▶ [YOUR OBJECTIVE]: Where a line contains the word "rough", copy that line from the records below.

▶ [Stored data]:
▶

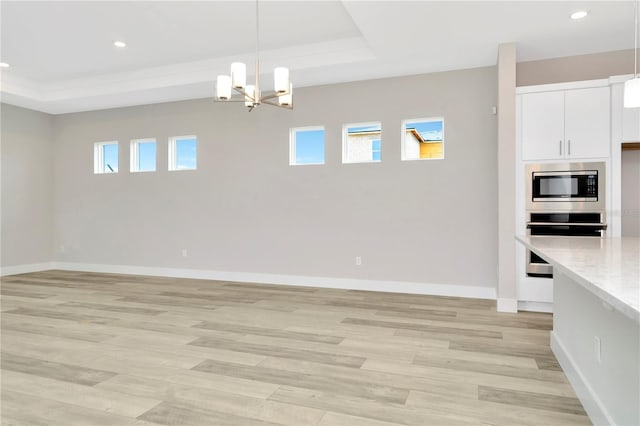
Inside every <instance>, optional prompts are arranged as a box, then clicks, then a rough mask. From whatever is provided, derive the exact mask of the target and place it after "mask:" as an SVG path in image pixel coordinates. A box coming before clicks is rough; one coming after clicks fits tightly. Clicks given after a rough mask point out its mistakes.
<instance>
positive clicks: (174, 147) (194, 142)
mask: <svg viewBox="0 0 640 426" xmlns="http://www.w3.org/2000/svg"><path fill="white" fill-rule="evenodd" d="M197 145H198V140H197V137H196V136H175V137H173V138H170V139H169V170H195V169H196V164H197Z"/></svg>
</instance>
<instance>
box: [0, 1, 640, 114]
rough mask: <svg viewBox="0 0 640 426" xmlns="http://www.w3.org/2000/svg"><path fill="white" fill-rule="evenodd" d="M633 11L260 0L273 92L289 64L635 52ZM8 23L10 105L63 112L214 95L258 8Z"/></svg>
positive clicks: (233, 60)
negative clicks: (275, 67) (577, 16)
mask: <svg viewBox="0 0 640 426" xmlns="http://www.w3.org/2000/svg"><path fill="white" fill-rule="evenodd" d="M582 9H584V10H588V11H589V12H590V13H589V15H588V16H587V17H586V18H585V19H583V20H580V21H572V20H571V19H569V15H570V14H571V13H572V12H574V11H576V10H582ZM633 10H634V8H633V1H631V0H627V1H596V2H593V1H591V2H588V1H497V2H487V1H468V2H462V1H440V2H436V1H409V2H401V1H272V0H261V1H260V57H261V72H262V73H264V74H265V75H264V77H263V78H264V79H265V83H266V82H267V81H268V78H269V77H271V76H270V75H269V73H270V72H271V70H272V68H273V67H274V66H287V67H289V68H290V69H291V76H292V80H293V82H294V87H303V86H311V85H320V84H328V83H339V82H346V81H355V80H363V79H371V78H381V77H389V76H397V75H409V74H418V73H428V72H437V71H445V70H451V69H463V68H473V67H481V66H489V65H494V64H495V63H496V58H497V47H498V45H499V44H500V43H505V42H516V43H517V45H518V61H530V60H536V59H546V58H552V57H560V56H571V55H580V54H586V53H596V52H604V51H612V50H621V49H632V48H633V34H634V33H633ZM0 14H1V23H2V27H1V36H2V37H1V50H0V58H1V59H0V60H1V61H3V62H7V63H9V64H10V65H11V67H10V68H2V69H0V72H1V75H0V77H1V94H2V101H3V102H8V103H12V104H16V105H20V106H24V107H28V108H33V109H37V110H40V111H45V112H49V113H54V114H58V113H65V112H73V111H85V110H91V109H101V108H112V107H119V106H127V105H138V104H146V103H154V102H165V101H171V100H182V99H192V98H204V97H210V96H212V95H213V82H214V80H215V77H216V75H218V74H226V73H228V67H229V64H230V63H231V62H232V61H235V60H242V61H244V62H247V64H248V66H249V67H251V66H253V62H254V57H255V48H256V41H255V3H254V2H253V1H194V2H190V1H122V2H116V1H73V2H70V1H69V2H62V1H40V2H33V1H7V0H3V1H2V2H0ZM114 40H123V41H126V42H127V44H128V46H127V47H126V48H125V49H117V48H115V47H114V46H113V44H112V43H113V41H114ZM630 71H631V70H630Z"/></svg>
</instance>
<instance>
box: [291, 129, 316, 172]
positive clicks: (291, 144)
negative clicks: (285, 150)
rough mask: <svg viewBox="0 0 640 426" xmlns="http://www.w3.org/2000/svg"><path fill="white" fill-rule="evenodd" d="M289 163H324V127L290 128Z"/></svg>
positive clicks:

◀

▶ [OUTPUT OF THE EXERCISE]:
Inside every <instance>, optional prompts are arranged as a box, then clicks, then a rough mask. From whatever is provided, derive the exact mask of the target and place it after "mask:" as an SVG path in image pixel coordinates. A box coming before clicks is rough; one coming after clicks fits tightly. Clicks given after a rough mask point out its mistakes.
rough mask: <svg viewBox="0 0 640 426" xmlns="http://www.w3.org/2000/svg"><path fill="white" fill-rule="evenodd" d="M633 11L260 0L273 92L289 64L635 52ZM8 23L10 105L63 112L214 95L258 8Z"/></svg>
rough mask: <svg viewBox="0 0 640 426" xmlns="http://www.w3.org/2000/svg"><path fill="white" fill-rule="evenodd" d="M289 163H324V127L290 128Z"/></svg>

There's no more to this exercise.